### What is expected
Copy the passage of the Medicaid expansion article below from "Cooper has long" up to and including "its top story.", word for word.

### Text for analysis
────
- Roy Cooper is pulling out all the stops to pass his top big-government priority: Medicaid expansion
- In a new low, the Cooper administration takes advantage of the state’s veteran population to advance this agenda
- Low-income veterans already qualify for federal VA health benefits; a large uninsured veteran population points to a failure of the administration to connect veterans with existing benefits
Proponents of Medicaid expansion in North Carolina – led by Gov. Roy Cooper – have clearly demonstrated a willingness to distort the narrative to garner support for their side. Advocates for expansion have twisted their words to make it seem as though children would benefit from expansion (they wouldn’t). Advocates have capitalized on the tragedy of the opioid crisis to gain political support for their pet policy project (although expansion states still struggle with this problem).
But this time, the Cooper administration has taken the misleading rhetoric a step too far.
Cooper has long claimed that thousands of veterans in North Carolina would be eligible for Medicaid under expansion. The governor originally claimed 23,000 veterans would be affected but his administration has since been using the estimate of 12,000. (These estimates appear to come from two studies by left-leaning research groups, and the vast difference between them should raise eyebrows, but that’s a question for another day.)
Now, the North Carolina Department of Military and Veterans Affairs (DMVA) – under the control of the Cooper administration – is doubling down on the narrative that our state’s veterans would benefit from expansion. DMVA’s August newsletter featured the issue as its top story.
────
### Data excerpt

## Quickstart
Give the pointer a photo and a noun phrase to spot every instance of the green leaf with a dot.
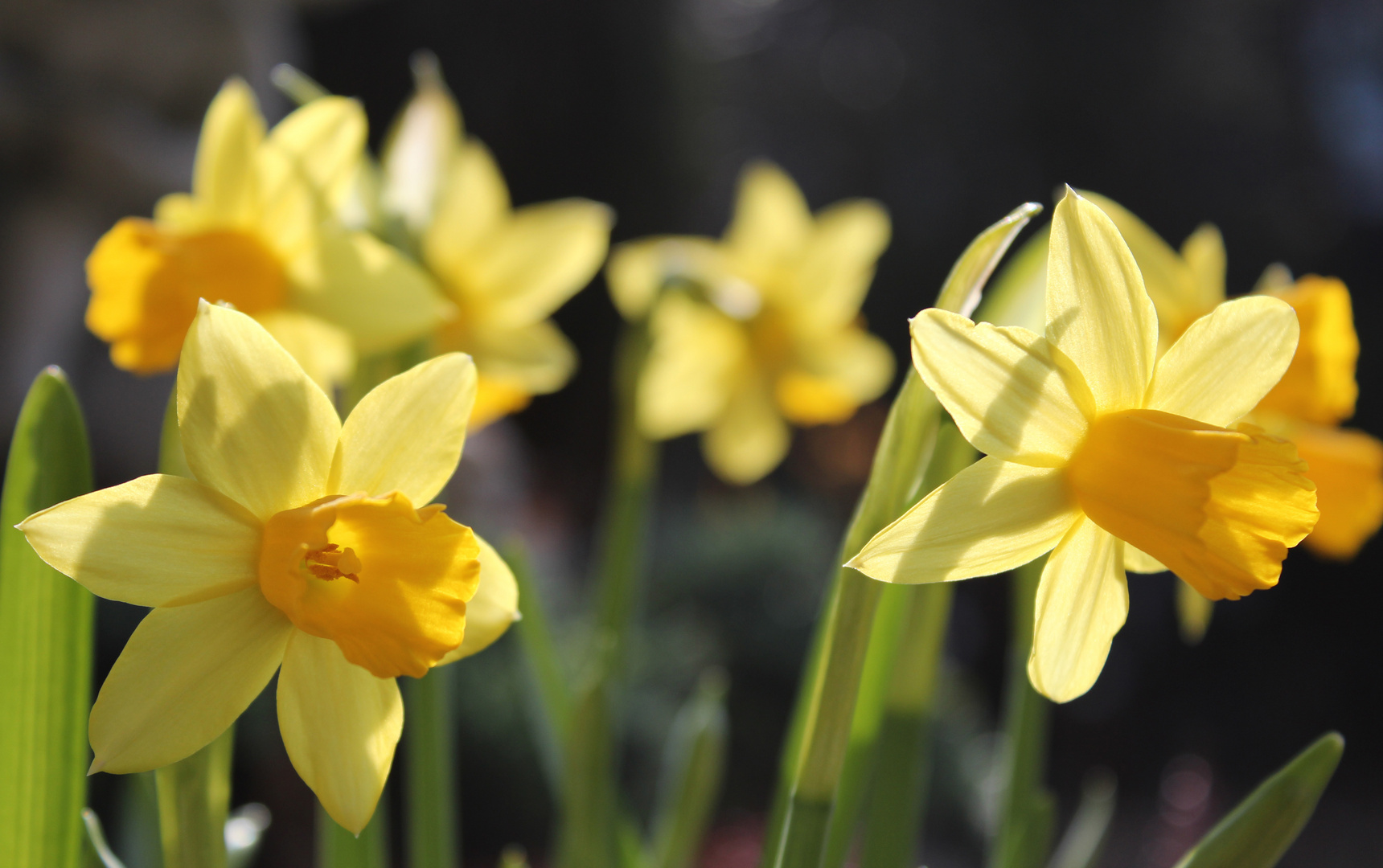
────
### Task response
Cooper has long claimed that thousands of veterans in North Carolina would be eligible for Medicaid under expansion. The governor originally claimed 23,000 veterans would be affected but his administration has since been using the estimate of 12,000. (These estimates appear to come from two studies by left-leaning research groups, and the vast difference between them should raise eyebrows, but that’s a question for another day.)
Now, the North Carolina Department of Military and Veterans Affairs (DMVA) – under the control of the Cooper administration – is doubling down on the narrative that our state’s veterans would benefit from expansion. DMVA’s August newsletter featured the issue as its top story.